__Dataset excerpts__:
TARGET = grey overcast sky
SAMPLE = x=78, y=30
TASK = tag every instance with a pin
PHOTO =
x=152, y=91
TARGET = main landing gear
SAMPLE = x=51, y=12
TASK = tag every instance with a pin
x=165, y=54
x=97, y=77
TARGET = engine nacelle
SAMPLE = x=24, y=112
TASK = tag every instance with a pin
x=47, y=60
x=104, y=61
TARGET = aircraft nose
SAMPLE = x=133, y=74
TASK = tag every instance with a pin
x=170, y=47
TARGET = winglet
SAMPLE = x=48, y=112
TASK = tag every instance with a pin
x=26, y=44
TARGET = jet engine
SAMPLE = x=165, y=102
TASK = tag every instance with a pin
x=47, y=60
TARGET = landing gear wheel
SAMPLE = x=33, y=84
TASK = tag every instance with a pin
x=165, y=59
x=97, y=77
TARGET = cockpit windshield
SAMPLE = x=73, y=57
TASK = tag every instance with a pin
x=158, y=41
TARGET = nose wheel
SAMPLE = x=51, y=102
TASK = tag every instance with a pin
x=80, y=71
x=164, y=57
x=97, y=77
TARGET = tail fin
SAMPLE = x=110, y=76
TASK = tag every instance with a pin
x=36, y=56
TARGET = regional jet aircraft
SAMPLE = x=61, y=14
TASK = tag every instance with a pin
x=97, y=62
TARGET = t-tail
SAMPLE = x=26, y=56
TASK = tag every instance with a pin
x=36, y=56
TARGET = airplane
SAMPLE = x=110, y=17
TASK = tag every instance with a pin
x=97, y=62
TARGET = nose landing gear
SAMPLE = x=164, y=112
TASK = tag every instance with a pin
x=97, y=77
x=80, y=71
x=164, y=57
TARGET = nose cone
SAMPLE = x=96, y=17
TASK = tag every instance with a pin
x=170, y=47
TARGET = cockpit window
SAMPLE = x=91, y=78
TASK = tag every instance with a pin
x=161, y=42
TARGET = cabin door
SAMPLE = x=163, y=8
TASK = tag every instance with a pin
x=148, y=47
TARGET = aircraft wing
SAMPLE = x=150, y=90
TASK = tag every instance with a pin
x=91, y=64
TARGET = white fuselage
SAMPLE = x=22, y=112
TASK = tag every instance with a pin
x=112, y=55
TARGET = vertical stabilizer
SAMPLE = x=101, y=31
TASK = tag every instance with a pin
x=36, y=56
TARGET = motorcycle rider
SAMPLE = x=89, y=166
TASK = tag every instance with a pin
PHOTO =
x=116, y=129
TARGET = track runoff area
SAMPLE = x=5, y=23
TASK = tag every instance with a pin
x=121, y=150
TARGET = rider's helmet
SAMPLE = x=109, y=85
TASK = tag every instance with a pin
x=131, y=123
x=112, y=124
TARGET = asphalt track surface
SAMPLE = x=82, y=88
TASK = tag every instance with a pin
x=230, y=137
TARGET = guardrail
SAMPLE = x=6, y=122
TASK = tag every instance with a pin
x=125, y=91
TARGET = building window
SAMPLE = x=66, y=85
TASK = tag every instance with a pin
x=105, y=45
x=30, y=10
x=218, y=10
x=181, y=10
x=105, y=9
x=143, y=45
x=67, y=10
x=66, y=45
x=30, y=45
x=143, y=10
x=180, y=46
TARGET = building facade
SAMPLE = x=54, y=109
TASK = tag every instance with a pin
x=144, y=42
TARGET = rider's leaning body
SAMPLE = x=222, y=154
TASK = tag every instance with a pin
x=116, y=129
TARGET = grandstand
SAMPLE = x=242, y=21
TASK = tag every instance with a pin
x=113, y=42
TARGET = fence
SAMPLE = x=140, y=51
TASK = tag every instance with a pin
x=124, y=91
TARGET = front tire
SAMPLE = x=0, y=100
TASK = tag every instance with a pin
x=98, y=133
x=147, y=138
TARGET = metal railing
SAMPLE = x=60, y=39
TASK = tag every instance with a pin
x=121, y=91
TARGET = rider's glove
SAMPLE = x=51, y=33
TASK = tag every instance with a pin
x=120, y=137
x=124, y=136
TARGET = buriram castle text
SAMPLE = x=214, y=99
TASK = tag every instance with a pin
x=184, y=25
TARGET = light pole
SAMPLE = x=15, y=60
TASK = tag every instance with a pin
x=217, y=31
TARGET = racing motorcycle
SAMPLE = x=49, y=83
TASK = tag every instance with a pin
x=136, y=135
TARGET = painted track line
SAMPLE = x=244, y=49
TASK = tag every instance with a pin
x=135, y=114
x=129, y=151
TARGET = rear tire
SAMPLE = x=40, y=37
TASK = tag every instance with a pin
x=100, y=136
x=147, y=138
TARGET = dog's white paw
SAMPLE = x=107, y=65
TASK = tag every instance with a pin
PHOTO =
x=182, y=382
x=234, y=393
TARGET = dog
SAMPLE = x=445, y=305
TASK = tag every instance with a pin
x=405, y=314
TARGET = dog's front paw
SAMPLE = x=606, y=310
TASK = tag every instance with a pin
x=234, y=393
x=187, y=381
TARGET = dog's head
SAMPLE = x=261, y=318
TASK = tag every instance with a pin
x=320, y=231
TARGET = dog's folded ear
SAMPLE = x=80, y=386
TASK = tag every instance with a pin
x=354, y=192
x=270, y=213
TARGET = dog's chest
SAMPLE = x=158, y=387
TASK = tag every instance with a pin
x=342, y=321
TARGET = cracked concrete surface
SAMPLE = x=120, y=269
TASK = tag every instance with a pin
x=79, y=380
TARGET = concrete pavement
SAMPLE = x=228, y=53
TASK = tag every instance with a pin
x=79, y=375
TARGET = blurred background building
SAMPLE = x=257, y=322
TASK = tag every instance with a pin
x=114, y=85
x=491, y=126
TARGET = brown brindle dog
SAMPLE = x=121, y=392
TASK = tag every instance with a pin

__WORK TASK__: Wherever the string "surface" appears in the records above, copy the line it sits in.

__OUTPUT FOR THIS TASK__:
TARGET = asphalt track surface
TARGET = cracked concrete surface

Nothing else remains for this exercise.